- _ACTIONS TO TAKE_:
- 1) According to the homebuyer checklist, what credit score do most lenders look for?
- 2) Report every line of the rows that contains the string "woman", matching case exactly.

- _SELECTION_:
Homebuyer Checklist

Buying a home can seem daunting at first, but with our homebuyer checklist the process of buying a home will be a bit easier.

Our checklist will help you prepare your financial documentation, show you the importance of doing a little research, how to get pre-approved, and more. 

What Do I Need To Buy A Home?

One of the biggest barriers to home buying is finding out what you need to do to buy a home – basically, how do you get started. Getting a mortgage requires you to apply for a loan, allow a Loan Officer to review your credit history, and provide your income documentation so you can obtain a pre-approval.

Here’s what to expect: 

Your Financial History:

To be approved by a mortgage lender, you’ll need to provide proof of employment, income, and liquid assets. It’s no surprise that this is first on the homebuyer checklist since it’s a big part of the home buying process.

A Loan Officer will typically look for at least two years of steady employment per standard underwriting guidelines. On top of that, you’ll need a Debt-To-Income ratio, or DTI, of 50% or less (you should really shoot for 45% or less). Calculate yours by taking your total monthly debt (don’t forget to include your expected house payment) divided by total monthly income.

Finally, most lenders look for a credit score of 620 or higher. To get the best terms, a score of 740 or higher is ideal. Your credit score is how lenders gauge their level of risk when lending to you. 

Liquid Assets:

This is what most people think of when they’re considering buying a home – down payments and closing costs. Depending on your loan type, plan to save at least 3% to 5% for a down payment – plus closing cost funds.

Of course, the more you put down, the smaller the loan and, ideally, the less interest you end up paying in the long term. For closing costs, plan to pay anywhere from 3% to 6% of the home’s purchase price. Part or in some cases all of these fees can be paid for by the seller (depends on what you negotiate. 

Mortgage:

A mortgage is a loan that is secured by the home you own. Later in the article, I discuss what it means to get “pre-approved” and why that’s important.

Homebuyer Checklist

What Research Should I Do When Buying A Home? 

One of the best things you can do when buying a home is research. It’s a key step on our homebuyer checklist.

Here is what you need to research: 

The Mortgage Loan:

Research and budget out how much of a loan you can really afford in order to determine how much you should spend on your future home (ask a Loan Officer to help if needed). Look at your DTI ratio and factor in a mortgage payment, homeowners insurance, and property tax. Compare these expenses to your household budget to determine what you can afford to spend. You can always use online loan and affordability calculators to help you get a clear picture.

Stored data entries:

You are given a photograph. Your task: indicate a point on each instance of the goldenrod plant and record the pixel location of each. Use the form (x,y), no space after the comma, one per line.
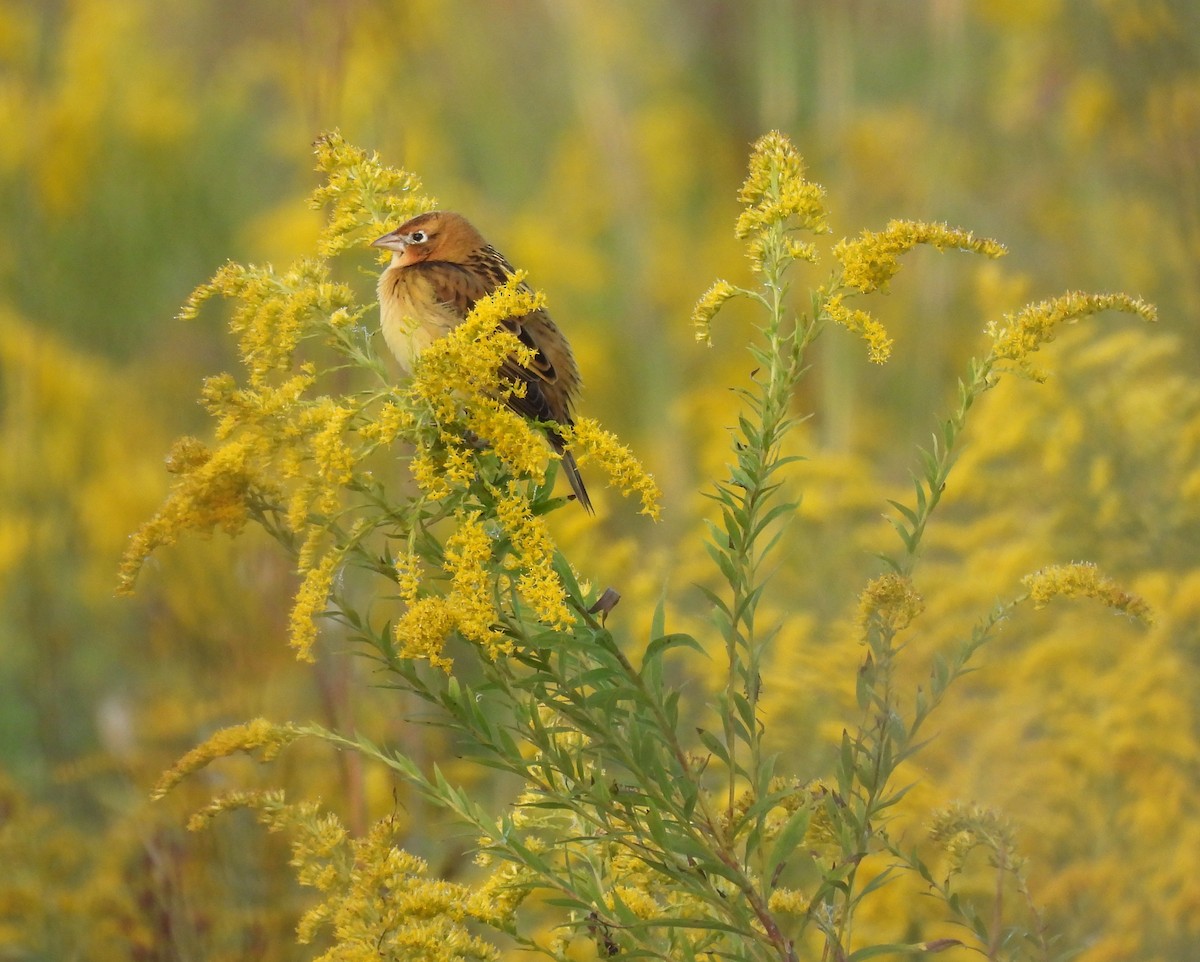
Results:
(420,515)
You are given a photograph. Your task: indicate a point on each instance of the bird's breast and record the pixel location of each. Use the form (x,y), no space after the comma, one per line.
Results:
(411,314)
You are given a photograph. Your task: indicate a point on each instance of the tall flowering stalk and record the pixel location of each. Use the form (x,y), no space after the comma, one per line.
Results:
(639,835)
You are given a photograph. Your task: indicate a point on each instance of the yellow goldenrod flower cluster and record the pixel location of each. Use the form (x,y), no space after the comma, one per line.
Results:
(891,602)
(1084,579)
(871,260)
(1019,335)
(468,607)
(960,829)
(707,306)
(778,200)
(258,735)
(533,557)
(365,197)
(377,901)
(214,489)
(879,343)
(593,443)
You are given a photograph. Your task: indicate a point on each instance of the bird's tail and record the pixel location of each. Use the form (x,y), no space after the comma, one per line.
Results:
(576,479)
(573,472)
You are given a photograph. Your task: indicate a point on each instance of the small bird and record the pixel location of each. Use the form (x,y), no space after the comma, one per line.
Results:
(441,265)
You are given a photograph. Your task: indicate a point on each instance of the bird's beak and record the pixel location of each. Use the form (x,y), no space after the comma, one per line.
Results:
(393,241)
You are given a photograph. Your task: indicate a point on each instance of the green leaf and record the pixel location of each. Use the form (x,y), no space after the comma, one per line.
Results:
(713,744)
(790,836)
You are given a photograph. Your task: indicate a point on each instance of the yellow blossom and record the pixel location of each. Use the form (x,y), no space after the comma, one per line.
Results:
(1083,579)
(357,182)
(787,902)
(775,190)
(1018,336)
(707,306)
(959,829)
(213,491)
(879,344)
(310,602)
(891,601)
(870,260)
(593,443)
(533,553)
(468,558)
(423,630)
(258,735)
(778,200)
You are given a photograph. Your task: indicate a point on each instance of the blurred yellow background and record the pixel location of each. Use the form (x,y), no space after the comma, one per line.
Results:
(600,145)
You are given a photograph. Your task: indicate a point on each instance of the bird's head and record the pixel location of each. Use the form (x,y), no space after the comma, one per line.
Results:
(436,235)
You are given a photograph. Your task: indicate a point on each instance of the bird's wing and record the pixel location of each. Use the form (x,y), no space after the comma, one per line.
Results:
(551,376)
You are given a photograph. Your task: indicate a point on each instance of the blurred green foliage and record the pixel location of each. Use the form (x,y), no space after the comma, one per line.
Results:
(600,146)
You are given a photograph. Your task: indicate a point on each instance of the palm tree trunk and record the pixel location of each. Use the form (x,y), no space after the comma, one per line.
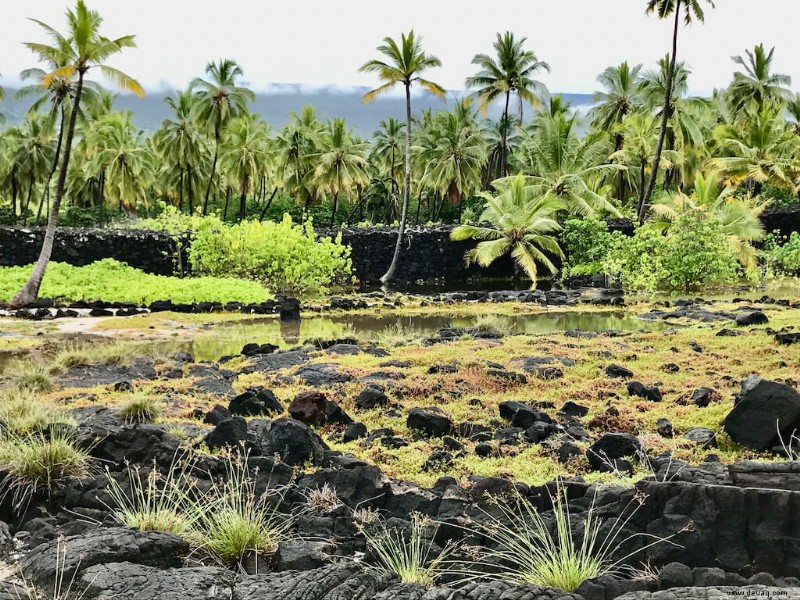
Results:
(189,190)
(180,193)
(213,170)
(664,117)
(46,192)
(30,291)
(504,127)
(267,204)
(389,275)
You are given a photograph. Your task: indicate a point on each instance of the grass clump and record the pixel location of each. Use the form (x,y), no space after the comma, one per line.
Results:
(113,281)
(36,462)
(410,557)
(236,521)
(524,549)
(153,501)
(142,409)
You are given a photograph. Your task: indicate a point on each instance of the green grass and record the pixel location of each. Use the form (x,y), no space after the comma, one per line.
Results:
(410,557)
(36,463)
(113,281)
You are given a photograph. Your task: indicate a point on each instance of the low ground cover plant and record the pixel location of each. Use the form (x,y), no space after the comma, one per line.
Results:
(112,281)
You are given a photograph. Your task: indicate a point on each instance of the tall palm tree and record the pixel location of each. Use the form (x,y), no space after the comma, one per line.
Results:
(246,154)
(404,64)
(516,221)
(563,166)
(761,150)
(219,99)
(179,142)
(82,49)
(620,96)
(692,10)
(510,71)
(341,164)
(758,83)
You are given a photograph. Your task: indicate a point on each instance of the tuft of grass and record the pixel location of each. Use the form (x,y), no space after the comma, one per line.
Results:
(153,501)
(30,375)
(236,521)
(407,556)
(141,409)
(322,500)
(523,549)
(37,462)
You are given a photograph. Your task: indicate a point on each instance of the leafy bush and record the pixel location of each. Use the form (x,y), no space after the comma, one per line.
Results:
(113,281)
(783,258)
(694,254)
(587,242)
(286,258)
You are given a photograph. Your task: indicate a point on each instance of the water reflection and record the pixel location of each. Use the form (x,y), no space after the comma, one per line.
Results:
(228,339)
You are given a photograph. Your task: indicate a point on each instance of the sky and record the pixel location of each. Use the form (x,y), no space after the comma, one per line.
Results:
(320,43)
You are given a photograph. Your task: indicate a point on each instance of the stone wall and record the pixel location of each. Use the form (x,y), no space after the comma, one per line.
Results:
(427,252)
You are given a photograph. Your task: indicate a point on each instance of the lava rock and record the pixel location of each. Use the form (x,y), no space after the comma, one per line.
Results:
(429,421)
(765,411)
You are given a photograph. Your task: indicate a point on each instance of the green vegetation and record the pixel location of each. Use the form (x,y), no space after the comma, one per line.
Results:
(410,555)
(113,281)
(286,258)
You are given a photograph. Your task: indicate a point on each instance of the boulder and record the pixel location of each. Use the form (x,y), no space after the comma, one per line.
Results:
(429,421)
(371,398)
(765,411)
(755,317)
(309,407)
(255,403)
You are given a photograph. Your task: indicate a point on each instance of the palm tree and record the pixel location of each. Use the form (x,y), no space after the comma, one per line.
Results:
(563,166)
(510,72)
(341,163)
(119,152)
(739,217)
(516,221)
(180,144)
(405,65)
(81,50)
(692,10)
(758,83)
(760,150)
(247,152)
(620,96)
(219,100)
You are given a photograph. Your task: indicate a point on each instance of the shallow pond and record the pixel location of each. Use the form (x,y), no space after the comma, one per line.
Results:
---
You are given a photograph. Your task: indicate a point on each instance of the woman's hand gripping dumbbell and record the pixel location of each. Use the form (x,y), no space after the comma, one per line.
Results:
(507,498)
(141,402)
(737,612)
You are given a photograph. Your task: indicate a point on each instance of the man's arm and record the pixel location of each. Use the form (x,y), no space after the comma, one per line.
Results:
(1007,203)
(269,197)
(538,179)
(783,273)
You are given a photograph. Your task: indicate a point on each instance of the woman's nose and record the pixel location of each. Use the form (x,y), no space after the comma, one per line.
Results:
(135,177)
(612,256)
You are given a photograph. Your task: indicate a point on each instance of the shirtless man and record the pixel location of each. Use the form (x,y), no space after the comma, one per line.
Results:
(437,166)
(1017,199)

- _RESPONSES FOR EACH TASK_:
- 1) A credit score of 620 or higher.

- 2)
You are given a photograph. Your task: indicate a point on each instance of the woman's hand gripping dumbbell and record the pixel location of each. Use the form (x,y), no space after the comma, one per line.
You are given a photograph. Your task: indicate a point on each instance of the woman's nose and record the pixel location of each. Use the form (x,y), no space after the comma, one per line.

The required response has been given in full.